◆ **Job**:
Report how many lines of the records contain the word "house", giving only the number.

── Records for the task ──

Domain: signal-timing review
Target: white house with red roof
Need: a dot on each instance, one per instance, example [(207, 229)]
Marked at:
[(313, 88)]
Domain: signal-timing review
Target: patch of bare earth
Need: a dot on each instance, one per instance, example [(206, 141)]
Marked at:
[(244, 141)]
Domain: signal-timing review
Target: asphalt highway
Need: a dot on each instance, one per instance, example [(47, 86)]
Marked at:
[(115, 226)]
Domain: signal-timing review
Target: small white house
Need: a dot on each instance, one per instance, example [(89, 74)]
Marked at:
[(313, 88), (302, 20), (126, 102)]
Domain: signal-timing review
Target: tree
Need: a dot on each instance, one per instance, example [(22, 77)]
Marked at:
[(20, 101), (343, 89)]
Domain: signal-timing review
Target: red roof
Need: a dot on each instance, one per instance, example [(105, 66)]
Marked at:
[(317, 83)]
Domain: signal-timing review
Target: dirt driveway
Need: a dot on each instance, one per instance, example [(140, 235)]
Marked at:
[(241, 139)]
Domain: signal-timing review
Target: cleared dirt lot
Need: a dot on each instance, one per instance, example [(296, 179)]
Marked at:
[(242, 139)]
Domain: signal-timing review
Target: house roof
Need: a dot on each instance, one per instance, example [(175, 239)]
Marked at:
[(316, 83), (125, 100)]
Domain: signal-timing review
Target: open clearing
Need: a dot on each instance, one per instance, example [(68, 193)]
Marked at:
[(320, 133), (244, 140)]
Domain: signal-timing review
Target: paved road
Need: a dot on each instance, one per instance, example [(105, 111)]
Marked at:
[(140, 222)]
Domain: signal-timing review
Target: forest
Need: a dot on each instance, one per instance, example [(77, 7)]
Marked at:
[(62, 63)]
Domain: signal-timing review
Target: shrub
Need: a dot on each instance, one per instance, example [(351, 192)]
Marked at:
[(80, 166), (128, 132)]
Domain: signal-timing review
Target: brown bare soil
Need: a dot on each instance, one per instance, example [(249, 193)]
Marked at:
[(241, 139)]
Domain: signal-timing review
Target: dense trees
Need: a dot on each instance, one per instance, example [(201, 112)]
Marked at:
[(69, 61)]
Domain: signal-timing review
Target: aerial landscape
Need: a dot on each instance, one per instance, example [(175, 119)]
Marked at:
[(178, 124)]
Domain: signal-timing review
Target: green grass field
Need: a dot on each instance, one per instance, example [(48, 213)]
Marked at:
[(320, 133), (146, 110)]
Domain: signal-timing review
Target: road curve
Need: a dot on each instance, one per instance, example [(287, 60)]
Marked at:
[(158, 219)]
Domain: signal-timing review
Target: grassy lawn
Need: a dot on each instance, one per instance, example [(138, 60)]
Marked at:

───

◆ **Correct answer**:
3